Give back the line where "written like (39,117)." appears and all the lines after it until the listing ends, unchanged and with nothing else.

[start]

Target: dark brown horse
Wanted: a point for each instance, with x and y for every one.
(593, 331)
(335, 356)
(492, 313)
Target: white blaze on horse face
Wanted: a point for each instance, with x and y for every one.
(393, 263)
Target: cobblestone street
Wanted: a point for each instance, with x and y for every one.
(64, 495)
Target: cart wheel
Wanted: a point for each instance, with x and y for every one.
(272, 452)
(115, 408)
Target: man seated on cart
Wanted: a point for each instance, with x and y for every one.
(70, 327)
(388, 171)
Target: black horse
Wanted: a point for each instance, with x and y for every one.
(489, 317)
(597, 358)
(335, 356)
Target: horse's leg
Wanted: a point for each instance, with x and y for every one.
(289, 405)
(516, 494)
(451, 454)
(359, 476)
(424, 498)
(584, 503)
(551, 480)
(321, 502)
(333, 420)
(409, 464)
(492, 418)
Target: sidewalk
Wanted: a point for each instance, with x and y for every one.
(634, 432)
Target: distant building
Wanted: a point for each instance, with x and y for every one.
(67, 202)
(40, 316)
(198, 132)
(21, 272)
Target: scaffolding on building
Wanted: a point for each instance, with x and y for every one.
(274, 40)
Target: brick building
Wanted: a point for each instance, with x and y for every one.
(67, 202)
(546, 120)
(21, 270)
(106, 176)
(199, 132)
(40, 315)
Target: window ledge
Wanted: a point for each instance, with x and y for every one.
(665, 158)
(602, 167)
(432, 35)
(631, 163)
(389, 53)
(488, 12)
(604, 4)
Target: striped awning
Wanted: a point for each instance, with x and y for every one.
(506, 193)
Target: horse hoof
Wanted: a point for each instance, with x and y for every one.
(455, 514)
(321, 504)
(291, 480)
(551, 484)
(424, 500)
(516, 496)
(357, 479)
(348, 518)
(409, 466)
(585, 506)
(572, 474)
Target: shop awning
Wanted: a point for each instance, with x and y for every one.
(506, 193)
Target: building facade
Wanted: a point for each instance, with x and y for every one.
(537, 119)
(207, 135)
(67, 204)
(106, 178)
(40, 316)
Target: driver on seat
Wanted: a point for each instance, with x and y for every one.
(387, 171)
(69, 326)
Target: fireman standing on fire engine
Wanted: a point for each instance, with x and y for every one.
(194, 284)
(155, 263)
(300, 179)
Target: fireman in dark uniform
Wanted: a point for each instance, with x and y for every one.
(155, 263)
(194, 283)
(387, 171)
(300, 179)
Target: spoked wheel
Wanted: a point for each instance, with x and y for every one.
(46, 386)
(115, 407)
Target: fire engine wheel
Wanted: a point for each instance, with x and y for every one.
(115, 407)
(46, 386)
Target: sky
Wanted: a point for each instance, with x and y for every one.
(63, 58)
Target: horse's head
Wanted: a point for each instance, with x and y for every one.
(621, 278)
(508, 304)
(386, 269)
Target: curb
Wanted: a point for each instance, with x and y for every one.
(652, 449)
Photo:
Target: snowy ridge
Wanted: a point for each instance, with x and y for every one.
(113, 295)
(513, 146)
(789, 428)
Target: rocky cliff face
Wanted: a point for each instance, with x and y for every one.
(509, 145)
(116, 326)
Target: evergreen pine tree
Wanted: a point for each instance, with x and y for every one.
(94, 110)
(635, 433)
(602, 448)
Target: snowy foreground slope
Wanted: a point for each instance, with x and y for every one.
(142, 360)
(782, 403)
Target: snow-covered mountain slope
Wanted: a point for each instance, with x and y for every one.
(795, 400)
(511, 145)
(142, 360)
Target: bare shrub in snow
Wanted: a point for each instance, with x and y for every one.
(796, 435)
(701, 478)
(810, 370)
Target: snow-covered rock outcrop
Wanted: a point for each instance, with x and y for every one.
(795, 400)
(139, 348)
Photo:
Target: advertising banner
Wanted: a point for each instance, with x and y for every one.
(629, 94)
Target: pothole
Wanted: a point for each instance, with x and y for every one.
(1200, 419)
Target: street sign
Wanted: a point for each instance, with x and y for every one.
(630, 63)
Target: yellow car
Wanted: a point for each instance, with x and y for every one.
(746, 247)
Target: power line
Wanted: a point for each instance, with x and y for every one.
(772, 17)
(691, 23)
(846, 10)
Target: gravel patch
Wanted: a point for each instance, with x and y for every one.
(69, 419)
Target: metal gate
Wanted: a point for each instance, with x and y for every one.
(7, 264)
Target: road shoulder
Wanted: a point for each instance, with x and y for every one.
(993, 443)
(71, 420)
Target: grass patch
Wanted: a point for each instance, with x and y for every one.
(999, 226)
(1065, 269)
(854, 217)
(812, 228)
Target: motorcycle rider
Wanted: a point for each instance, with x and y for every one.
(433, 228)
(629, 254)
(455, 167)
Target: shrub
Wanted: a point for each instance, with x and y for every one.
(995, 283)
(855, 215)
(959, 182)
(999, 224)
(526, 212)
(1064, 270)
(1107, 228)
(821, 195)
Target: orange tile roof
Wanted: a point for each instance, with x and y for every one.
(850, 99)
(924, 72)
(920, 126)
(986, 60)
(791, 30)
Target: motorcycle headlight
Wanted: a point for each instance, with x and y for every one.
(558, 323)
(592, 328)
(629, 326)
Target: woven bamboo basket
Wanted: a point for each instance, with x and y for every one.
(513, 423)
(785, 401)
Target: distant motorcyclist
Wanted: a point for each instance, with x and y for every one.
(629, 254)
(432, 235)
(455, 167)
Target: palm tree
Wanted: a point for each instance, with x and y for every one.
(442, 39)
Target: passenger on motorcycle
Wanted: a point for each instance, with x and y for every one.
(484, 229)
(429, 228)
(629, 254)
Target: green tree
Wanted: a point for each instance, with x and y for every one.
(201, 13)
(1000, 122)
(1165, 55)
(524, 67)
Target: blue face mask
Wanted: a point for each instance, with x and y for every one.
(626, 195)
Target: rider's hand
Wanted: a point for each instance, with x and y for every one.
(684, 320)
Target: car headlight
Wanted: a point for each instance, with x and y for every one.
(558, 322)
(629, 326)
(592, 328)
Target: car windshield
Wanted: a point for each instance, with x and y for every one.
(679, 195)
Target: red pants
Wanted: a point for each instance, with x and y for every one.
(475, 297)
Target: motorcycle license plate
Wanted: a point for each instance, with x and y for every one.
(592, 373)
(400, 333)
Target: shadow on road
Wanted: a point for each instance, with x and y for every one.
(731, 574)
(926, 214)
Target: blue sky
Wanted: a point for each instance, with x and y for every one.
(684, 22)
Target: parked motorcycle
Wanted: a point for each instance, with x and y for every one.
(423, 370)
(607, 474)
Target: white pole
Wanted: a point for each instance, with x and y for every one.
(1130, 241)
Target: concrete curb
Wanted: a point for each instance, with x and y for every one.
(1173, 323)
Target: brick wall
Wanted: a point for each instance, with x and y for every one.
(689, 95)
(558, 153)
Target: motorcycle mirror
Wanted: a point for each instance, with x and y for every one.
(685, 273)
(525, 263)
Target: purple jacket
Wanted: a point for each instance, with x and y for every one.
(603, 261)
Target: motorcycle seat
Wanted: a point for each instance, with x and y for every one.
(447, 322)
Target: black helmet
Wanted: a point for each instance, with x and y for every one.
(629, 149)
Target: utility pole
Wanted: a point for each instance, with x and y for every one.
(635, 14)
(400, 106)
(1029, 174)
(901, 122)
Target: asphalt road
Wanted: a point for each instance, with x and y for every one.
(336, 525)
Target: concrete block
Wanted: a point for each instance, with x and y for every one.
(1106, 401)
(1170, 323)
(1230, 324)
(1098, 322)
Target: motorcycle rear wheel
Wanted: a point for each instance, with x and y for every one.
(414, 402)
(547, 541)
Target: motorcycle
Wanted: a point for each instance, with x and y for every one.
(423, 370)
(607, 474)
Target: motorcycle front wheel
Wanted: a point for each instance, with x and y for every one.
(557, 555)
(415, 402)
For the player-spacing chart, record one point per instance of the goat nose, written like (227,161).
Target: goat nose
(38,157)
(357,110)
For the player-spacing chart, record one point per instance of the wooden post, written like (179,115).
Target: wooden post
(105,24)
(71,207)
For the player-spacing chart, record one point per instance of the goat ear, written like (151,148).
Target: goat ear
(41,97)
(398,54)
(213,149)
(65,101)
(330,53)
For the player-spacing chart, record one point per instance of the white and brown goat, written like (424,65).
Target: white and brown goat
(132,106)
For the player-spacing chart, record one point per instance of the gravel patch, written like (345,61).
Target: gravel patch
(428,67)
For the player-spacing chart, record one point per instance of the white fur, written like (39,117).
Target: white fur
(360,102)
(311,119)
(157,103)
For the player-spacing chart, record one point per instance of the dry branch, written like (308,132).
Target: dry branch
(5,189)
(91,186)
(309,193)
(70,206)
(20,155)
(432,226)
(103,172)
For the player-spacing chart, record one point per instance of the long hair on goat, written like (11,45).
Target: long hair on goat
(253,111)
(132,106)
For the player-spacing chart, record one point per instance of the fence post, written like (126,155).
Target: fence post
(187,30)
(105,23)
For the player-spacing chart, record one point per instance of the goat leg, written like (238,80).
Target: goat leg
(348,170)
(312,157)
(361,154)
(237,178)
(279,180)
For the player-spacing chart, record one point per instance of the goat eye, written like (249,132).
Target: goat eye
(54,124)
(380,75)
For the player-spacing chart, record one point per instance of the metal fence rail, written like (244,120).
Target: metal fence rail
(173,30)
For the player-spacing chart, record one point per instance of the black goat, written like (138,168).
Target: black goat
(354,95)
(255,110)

[end]

## Task solution
For the player-spacing chart, record one point per instance of the white fur, written like (39,117).
Target: white fur
(360,102)
(311,119)
(157,103)
For the player-spacing chart, record one point per instance of the dry branch, written like (308,132).
Target: dry branch
(5,189)
(91,186)
(309,193)
(70,206)
(20,155)
(432,226)
(103,172)
For the player-spacing chart, record one point per instance of the long hair on goat, written like (11,45).
Target: long hair on goat
(253,111)
(132,106)
For the player-spacing chart, record one point per instance of the fence post, written like (126,155).
Target: fence post
(187,30)
(105,23)
For the player-spacing chart, record one point per instance of the goat leg, written like (238,80).
Target: goat leg
(348,170)
(312,157)
(361,154)
(237,178)
(279,180)
For the player-spacing chart, record one point per instance of the goat eye, written like (249,132).
Target: goat eye
(54,124)
(380,75)
For the player-spacing chart, record one point per instance of the metal fence rail, written like (244,120).
Target: metal fence rail
(173,30)
For the player-spacing chart, record one point per instance of the black goat, written like (138,168).
Target: black goat
(354,95)
(255,110)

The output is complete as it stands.